- [Aim]: Reproduce the material below, changing every "Locates" to "Finds" and leaving everything else as it is.

- [Entries for locating named things]:
※ ※ ※

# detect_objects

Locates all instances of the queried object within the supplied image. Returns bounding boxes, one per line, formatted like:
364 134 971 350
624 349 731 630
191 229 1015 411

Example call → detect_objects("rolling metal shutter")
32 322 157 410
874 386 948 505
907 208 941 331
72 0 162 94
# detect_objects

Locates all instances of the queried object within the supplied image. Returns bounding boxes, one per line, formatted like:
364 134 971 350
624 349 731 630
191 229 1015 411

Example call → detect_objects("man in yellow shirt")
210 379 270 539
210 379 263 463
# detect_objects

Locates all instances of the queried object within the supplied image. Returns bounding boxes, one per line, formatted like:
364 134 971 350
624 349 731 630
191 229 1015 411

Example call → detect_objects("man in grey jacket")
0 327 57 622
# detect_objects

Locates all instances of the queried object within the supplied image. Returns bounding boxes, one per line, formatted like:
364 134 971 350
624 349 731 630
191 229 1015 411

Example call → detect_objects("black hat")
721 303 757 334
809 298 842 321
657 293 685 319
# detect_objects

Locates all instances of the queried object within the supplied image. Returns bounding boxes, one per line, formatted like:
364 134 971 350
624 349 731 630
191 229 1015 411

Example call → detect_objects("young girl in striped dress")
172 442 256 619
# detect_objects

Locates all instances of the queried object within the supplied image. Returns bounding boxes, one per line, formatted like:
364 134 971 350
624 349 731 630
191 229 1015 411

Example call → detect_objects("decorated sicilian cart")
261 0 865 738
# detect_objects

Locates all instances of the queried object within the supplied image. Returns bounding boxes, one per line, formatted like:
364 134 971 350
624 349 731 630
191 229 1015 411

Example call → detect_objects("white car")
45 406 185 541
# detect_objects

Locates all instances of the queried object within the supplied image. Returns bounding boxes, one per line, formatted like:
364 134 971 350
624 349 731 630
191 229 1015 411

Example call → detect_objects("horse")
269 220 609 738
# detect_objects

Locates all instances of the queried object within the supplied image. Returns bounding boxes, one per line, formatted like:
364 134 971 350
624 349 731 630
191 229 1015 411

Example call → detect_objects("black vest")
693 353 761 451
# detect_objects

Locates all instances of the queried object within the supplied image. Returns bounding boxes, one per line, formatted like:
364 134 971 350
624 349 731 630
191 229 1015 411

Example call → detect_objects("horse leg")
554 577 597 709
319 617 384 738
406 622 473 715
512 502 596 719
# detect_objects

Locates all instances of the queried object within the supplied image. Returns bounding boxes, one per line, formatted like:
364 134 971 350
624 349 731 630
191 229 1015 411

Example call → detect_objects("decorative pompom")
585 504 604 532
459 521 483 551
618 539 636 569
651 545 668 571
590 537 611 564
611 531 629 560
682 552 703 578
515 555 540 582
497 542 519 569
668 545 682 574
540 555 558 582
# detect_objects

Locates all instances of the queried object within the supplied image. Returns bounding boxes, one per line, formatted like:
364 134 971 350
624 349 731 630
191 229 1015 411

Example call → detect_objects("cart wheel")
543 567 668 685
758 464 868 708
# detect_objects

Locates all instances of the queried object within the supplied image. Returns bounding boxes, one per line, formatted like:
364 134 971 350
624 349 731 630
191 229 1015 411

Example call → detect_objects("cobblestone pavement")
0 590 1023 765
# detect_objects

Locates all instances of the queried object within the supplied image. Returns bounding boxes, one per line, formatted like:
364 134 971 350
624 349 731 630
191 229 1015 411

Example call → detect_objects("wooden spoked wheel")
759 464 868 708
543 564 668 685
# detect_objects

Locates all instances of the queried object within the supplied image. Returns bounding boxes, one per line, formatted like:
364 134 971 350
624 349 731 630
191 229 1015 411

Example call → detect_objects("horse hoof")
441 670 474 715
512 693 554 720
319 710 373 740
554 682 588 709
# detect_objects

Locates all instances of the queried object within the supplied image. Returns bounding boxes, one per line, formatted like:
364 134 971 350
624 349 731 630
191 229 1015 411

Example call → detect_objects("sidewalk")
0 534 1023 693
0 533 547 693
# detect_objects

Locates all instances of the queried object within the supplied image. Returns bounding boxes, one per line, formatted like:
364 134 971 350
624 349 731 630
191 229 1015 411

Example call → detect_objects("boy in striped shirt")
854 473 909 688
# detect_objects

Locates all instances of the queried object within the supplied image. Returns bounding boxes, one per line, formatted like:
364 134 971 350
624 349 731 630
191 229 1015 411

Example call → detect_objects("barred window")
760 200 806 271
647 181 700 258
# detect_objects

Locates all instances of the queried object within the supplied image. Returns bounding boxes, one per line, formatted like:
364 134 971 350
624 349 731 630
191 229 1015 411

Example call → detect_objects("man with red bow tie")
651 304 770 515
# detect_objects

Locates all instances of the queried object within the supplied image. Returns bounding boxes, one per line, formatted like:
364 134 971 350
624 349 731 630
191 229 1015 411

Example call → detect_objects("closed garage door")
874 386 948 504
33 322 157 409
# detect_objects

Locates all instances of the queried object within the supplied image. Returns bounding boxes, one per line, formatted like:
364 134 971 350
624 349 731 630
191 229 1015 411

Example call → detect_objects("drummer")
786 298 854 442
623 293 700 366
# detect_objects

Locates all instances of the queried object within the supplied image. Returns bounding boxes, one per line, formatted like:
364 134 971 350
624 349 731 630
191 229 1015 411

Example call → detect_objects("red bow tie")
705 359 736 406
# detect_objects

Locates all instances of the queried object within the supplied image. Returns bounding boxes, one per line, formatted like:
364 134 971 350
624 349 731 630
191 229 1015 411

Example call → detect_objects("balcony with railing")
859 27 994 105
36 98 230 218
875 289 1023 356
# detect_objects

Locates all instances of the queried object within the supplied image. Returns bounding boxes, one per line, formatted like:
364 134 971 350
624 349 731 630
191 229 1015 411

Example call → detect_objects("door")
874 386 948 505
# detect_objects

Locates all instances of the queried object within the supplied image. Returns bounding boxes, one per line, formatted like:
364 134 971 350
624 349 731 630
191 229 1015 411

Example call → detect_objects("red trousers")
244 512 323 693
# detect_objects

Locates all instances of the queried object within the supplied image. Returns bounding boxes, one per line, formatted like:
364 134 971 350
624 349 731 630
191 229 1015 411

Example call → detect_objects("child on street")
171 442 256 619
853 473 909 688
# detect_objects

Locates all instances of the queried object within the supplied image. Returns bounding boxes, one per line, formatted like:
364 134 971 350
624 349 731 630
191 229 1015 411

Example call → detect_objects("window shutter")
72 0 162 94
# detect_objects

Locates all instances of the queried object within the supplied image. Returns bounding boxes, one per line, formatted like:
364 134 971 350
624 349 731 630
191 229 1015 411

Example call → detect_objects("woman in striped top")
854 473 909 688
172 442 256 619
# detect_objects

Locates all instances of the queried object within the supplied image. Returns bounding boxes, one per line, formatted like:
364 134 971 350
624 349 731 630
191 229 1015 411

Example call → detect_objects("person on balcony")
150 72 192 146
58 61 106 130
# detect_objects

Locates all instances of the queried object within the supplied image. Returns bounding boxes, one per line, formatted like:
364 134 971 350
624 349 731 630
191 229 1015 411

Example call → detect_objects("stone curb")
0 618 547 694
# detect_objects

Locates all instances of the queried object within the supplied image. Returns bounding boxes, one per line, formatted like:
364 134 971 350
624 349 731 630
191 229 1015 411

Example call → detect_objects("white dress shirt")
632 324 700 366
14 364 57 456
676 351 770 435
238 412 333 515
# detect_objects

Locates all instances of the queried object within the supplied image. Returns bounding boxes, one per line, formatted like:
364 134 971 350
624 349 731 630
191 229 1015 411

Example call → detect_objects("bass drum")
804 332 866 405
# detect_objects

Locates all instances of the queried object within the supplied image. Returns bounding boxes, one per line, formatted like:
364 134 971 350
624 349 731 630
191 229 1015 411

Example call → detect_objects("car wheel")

※ ※ ※

- [Task response]:
# detect_objects

Finds all instances of the queried object within the supplied image. Returns bounding boxes, one per line, formatted like:
364 134 971 350
624 349 731 630
191 229 1015 411

Example call → detect_objects("rolling metal shutter")
32 322 157 410
874 386 948 505
907 208 941 331
72 0 162 94
# detect_objects

Finds all instances of the queried object within the supplied image. Returns bounding boxes, one per line, formatted like:
364 134 971 350
624 349 731 630
191 229 1015 411

Example call → detect_objects("man in yellow shirt")
210 379 270 539
210 379 263 463
# detect_objects

Finds all instances of the queried object within the supplied image. Returns bounding boxes, one per line, formatted like:
364 134 971 350
624 349 731 630
191 229 1015 411

Example call → detect_objects("man in grey jacket")
0 327 57 622
# detect_objects

Finds all instances of the queried object within the supplied image. Returns bounding boxes, one per line, formatted like:
364 134 971 350
624 349 731 630
191 229 1015 411

Example call → detect_objects("black hat")
721 303 757 334
809 298 842 321
657 293 685 319
# detect_objects

Finds all instances of the queried object within the supplied image. Returns bounding boxes, one per line, formatted like:
364 134 971 350
624 349 731 630
191 229 1015 411

Example call → detect_objects("young girl in striped dress")
172 442 256 619
# detect_objects

Finds all instances of the queried object within the supplied image. Returns bounding boxes, one per line, formatted like:
364 134 971 350
624 349 731 630
191 229 1015 411

Example call → detect_objects("decorated sicilian cart")
261 0 865 738
# detect_objects

Finds all instances of the queried object within the supplied image. Returns bounding boxes, one per line, formatted like:
364 134 971 350
624 349 731 630
191 229 1015 411

Example call → detect_objects("white car")
45 406 185 541
# detect_objects

Finds all instances of the queried object within the supplied image. Returns bounding boxes, one per line, formatted like:
364 134 971 350
624 349 731 630
191 229 1015 411

Example call → detect_objects("horse")
269 220 609 738
# detect_objects

Finds all instances of the queried object within the supplied image. Returns bounding boxes, one per line, formatted like:
364 134 971 350
624 349 731 630
191 229 1015 411

Example call → detect_objects("black vest")
693 353 761 451
# detect_objects

Finds all instances of the queried object within the supplied image. Returns bounding boxes, one per line, formatted like:
364 134 971 350
624 349 731 630
191 229 1015 411

Example call → detect_objects("horse leg")
554 577 597 709
319 617 384 738
406 622 473 715
512 502 596 719
# detect_objects

Finds all instances of the queried object within the supplied image. Returns bounding boxes, one per line, formatted like:
364 134 971 350
624 349 731 630
191 229 1015 411

Example call → detect_objects("decorative pompom")
585 504 604 532
459 521 483 551
618 539 636 569
651 545 668 571
590 537 611 564
611 531 629 560
682 552 703 578
515 555 540 582
497 542 519 569
668 545 682 574
540 555 558 582
# detect_objects

Finds all instances of the queried object within the supplied image. Returns bounding boxes, one per line, formatted like:
364 134 971 350
624 349 731 630
191 229 1015 411

Example call → detect_objects("cart wheel")
543 567 668 685
758 464 868 708
# detect_objects

Finds all instances of the queried object within the supplied image. Returns bounding boxes, one per line, formatted like:
364 134 971 350
624 349 731 630
191 229 1015 411

Example call → detect_objects("cobblestone pavement")
0 590 1023 765
# detect_objects

Finds all instances of the queried object within the supplied image. Returns bounding boxes, one per line, formatted like:
364 134 971 350
624 349 731 630
191 229 1015 411

Example call → detect_objects("wooden spoked wheel")
759 464 868 708
543 564 668 685
# detect_objects

Finds all instances of the queried object within the supplied image. Returns bounding boxes, one per line, formatted like:
364 134 971 350
624 349 731 630
191 229 1015 411

Example call → detect_objects("horse hoof")
441 670 474 715
512 693 554 720
319 710 373 740
554 682 588 709
# detect_objects

Finds all instances of the queried object within the supplied image. Returns bounding boxes, one per line, formatted like:
364 134 971 350
624 349 731 630
191 229 1015 411

Example call → detect_objects("sidewalk")
0 534 1023 693
0 533 547 693
# detect_objects

Finds all instances of the queried object within the supplied image. Returns bounding boxes, one per line, formatted like:
364 134 971 350
624 349 731 630
191 229 1015 411

Example call → detect_objects("boy in striped shirt")
854 473 909 688
# detect_objects

Finds all instances of the queried object within the supplied image. Returns bounding boxes, one per line, formatted like:
364 134 971 350
624 349 731 630
191 229 1015 411

Example call → detect_objects("barred window")
760 200 806 271
647 181 700 258
# detect_objects

Finds all instances of the queried object within the supplied image. Returns bounding boxes, one per line, formatted like:
364 134 971 350
624 349 731 630
191 229 1015 411

Example call → detect_objects("man with red bow tie")
651 304 770 515
# detect_objects

Finds all instances of the queried object within the supplied image. Returns bounding boxes, one per line, formatted like:
364 134 971 350
624 349 731 630
191 229 1015 411

Example call → detect_objects("closed garage door")
874 386 948 504
33 322 157 409
# detect_objects

Finds all instances of the queried object within the supplied image. Returns bounding boxes, one per line, formatted like:
364 134 971 350
624 349 731 630
191 229 1015 411

Example call → detect_objects("drummer")
786 298 854 442
623 293 700 366
# detect_objects

Finds all instances of the queried object within the supplied image. Returns bounding boxes, one per line, formatted like:
364 134 971 350
624 349 731 630
191 229 1015 411

Example call → detect_objects("red bow tie")
705 359 736 406
# detect_objects

Finds all instances of the queried object within the supplied image. Returns bounding boxes, one per line, formatted like:
364 134 971 350
624 349 731 630
191 229 1015 411

Example call → detect_objects("balcony with railing")
859 27 994 105
36 98 230 218
875 289 1023 356
# detect_objects

Finds all instances of the queried object within the supplied image. Returns bounding boxes, one per line, formatted like:
364 134 971 350
624 349 731 630
191 229 1015 411

Example call → detect_objects("door")
874 386 948 505
# detect_objects

Finds all instances of the queried object within the supplied image. Returns bounding boxes, one per line, formatted like:
364 134 971 350
624 349 731 630
191 229 1015 411

Example call → detect_objects("red trousers")
244 512 323 693
# detect_objects

Finds all instances of the queried object within the supplied image. Returns bounding boxes, one per line, formatted like:
364 134 971 350
624 349 731 630
191 229 1015 411

Example call → detect_objects("child on street")
171 442 256 619
853 473 909 688
# detect_objects

Finds all instances of the queried object within the supplied image. Returns bounding boxes, one per line, formatted like:
364 134 971 350
624 349 731 630
191 229 1015 411

Example call → detect_objects("window shutter")
72 0 162 94
# detect_objects

Finds all instances of the queried object within the supplied image. Returns bounding boxes, one per line, formatted like:
364 134 971 350
624 349 731 630
191 229 1015 411

Example call → detect_objects("woman in striped top")
854 473 909 688
172 442 256 619
# detect_objects

Finds all instances of the queried object within the supplied image. Returns bounding boxes, one per line, formatted like:
364 134 971 350
624 349 731 630
191 229 1015 411

Example call → detect_objects("person on balcony")
150 72 192 146
58 61 106 130
# detect_objects

Finds all instances of the queried object within the supplied image. Returns bounding boxes, one per line, formatted like:
364 134 971 350
624 349 731 630
191 229 1015 411

Example call → detect_objects("stone curb")
0 618 547 694
# detect_objects

Finds all instances of the queried object within the supplied image. Returns bounding boxes, one per line, formatted like:
364 134 971 350
624 349 731 630
191 229 1015 411

Example call → detect_objects("white dress shirt")
632 324 700 366
14 364 57 456
676 351 770 435
238 412 333 515
# detect_objects

Finds all instances of the queried object within the supplied image. Returns bounding boxes, one per line, formatted like:
364 134 971 350
624 349 731 630
191 229 1015 411

Example call → detect_objects("bass drum")
804 332 866 405
# detect_objects

Finds all instances of the queried object within the supplied image. Returns bounding boxes, one per line, formatted like:
364 134 971 350
624 349 731 630
191 229 1015 411

Example call → detect_objects("car wheel")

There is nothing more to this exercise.